• Task instructions: All entries must be repeated exactly; do not include the pictures.

----

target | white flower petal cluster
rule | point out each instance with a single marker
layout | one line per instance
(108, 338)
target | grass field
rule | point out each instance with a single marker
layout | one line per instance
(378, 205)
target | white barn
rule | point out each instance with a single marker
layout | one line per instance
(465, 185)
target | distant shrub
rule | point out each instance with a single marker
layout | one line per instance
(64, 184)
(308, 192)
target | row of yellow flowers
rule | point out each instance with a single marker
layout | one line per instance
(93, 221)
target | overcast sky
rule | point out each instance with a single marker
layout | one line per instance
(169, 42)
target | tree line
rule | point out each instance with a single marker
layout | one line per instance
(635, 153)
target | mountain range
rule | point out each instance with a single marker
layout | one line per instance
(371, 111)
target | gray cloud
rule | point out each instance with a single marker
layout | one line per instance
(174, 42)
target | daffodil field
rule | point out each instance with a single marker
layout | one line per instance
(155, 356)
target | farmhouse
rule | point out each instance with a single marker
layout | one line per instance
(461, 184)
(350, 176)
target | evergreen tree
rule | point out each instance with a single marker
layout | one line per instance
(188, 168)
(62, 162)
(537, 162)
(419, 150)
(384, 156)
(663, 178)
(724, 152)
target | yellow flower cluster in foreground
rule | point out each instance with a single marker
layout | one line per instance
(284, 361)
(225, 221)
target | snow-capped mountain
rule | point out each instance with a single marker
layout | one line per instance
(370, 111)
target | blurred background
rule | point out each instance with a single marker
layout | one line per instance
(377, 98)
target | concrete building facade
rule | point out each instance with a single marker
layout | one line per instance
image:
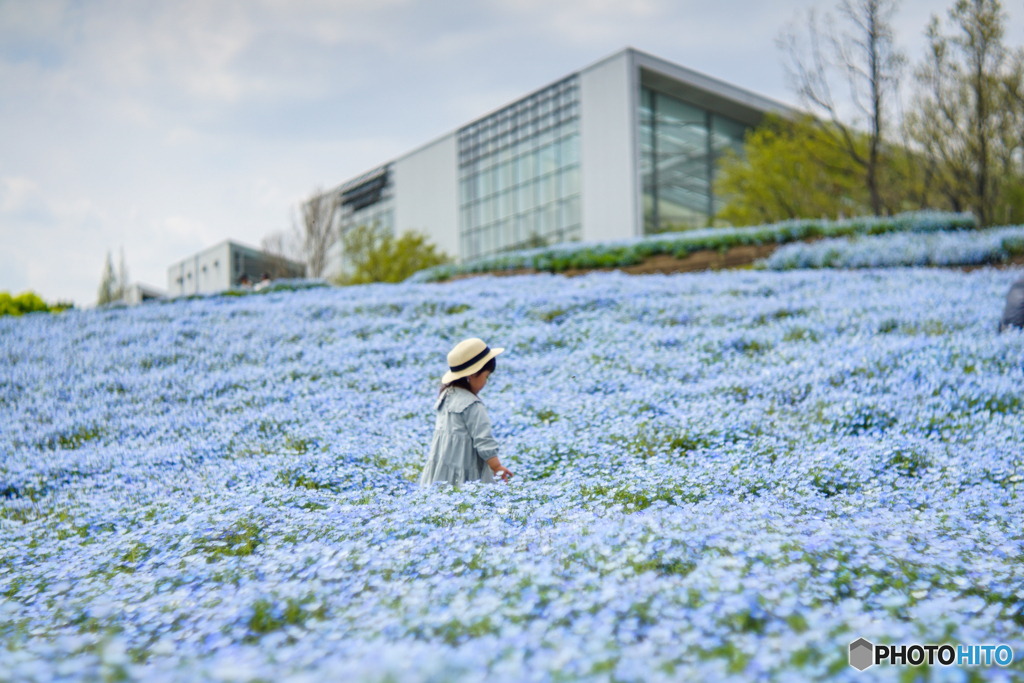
(225, 265)
(626, 146)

----

• Expected output:
target | white flower petal cluster
rule | point out each instance with a single marker
layout | one line per instance
(108, 338)
target | grass field
rule | point out each instance with a single marker
layout | one line per instance
(378, 205)
target | white barn
rule | point out each instance with a single marker
layout | one line per instance
(465, 185)
target | distant shrub
rule | point out each instance with a single marker
layout | one line per instance
(64, 184)
(308, 192)
target | row of yellow flowers
rule | point out each instance with a single marker
layout | one line per instance
(93, 221)
target | overcast sky
rule | point out each instance with a single marker
layout | one line per instance
(169, 42)
target | tree line
rule | point out each instance with a single marker
layout | one line per instance
(635, 153)
target | mountain range
rule | point out each instance with a single marker
layout | one line per instance
(371, 111)
target | gray cloud
rule | point out each instance with a single marker
layout | one line per instance
(174, 42)
target | daffodil field
rule | point out each instance with a single marker
layout | one line per instance
(155, 356)
target | farmhouse
rule | point out each instance with a single marker
layout | one line per instance
(461, 184)
(350, 176)
target | evergreen tree
rule | point out each instance with a single marker
layout | one line per instance
(188, 168)
(62, 162)
(537, 162)
(419, 150)
(384, 156)
(663, 178)
(724, 152)
target | yellow flower cluster in foreground
rule | point out each instance with a single marker
layout | one line per instance
(284, 361)
(225, 221)
target | snow-capped mountain
rule | point out each instance with a single marker
layout | one line per instance
(370, 111)
target | blurred background
rule | point out each instance with a single marker
layout | one line per instance
(377, 98)
target | concrete building facade
rule | point out each instance with a single marker
layout | one line per instance
image:
(225, 265)
(626, 146)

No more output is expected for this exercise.